┌─ Supplied data

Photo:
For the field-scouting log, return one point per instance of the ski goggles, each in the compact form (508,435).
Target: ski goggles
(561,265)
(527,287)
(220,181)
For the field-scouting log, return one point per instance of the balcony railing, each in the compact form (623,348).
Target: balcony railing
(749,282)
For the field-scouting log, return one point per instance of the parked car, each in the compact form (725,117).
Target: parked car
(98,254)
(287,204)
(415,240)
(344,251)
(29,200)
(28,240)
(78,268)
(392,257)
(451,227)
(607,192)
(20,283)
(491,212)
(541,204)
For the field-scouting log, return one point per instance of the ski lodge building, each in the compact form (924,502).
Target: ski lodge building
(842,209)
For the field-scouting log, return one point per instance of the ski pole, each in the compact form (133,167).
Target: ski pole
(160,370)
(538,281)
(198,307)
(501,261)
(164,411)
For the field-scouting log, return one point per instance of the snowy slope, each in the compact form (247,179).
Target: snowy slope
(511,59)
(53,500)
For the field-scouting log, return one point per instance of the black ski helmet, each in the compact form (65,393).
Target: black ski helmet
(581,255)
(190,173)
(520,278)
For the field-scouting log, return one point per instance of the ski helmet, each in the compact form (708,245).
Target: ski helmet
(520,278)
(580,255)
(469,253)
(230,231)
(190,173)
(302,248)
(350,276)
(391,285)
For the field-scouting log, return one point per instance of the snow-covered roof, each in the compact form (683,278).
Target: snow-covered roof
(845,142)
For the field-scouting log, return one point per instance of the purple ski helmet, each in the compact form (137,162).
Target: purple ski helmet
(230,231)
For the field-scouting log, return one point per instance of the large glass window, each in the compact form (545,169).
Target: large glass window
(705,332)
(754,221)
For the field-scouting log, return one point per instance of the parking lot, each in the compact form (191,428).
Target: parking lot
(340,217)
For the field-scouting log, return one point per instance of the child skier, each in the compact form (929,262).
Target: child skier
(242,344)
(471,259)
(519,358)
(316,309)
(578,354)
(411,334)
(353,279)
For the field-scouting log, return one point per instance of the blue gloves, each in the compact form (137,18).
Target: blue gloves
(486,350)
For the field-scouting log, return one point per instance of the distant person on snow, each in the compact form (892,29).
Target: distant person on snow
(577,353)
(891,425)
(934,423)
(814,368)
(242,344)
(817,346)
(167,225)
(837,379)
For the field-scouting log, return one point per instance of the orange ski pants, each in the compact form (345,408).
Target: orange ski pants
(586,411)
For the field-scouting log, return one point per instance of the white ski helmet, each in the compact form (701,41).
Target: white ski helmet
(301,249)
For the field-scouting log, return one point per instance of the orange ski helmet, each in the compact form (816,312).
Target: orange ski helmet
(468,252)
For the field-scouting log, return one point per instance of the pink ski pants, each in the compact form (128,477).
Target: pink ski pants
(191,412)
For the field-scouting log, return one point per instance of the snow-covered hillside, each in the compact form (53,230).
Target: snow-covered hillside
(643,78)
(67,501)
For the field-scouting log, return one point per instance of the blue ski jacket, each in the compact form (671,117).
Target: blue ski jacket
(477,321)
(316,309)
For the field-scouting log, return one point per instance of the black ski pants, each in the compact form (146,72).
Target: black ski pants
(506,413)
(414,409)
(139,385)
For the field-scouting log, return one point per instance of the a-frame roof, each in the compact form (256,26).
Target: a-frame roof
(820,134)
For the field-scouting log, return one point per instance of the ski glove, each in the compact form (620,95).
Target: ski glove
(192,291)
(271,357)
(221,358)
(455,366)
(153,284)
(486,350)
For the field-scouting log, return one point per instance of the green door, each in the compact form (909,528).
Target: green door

└─
┌─ Supplied data

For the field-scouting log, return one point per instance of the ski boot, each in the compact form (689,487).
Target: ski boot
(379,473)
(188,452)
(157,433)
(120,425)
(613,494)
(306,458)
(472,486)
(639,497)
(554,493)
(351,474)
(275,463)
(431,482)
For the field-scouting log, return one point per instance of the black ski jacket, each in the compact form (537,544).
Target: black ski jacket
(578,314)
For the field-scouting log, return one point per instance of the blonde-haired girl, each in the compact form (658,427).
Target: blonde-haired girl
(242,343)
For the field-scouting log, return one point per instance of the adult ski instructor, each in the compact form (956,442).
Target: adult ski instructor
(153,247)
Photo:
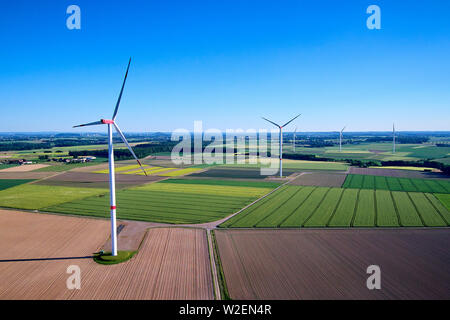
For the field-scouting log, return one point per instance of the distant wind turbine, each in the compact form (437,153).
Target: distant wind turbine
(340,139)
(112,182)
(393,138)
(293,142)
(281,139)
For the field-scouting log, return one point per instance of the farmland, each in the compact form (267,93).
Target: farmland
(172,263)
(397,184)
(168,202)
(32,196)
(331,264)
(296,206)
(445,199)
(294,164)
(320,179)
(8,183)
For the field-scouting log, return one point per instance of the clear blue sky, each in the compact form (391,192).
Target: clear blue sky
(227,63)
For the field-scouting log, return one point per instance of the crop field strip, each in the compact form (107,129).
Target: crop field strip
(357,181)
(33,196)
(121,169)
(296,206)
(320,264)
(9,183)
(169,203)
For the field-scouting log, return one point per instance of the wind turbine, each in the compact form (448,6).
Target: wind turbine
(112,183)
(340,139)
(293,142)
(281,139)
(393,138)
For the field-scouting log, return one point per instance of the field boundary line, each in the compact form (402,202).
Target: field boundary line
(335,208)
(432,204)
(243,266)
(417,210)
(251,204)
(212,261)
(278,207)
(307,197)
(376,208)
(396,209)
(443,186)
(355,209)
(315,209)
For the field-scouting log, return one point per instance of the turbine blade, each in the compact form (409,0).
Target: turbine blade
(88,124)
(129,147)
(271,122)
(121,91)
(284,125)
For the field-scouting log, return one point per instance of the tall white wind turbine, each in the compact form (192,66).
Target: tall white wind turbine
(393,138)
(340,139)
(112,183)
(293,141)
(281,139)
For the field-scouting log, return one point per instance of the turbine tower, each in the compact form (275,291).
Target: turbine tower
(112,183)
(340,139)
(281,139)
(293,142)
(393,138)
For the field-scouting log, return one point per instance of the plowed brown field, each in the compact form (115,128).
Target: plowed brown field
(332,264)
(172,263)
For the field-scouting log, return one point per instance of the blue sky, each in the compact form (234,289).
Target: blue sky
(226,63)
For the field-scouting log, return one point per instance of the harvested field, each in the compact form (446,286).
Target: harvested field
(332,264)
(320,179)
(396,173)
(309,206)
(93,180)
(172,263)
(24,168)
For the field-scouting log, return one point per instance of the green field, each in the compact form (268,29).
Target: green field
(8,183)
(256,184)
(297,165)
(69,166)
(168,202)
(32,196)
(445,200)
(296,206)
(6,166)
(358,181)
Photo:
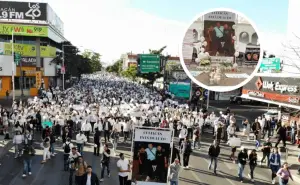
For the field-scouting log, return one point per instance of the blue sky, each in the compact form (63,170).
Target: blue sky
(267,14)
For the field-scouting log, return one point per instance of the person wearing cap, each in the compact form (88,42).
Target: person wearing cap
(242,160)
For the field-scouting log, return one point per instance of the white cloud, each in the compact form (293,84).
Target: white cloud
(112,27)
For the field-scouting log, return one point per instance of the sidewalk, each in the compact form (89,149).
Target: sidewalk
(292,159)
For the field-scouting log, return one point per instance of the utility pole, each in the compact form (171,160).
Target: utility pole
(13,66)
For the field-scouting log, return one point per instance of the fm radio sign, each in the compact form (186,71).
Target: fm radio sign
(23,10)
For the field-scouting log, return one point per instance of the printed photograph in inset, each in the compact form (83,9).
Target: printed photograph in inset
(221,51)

└─

• _Description of the task_
Copy out each line of the items above that contains the string "pole".

• _Result of the exercise_
For the field-scouting log, return one point per instance of the ski pole, each in the compact form (133,167).
Target: ski pole
For the field-scouting log, return one point per instance of the utility pole, each in the compact form (171,160).
Target: utility pole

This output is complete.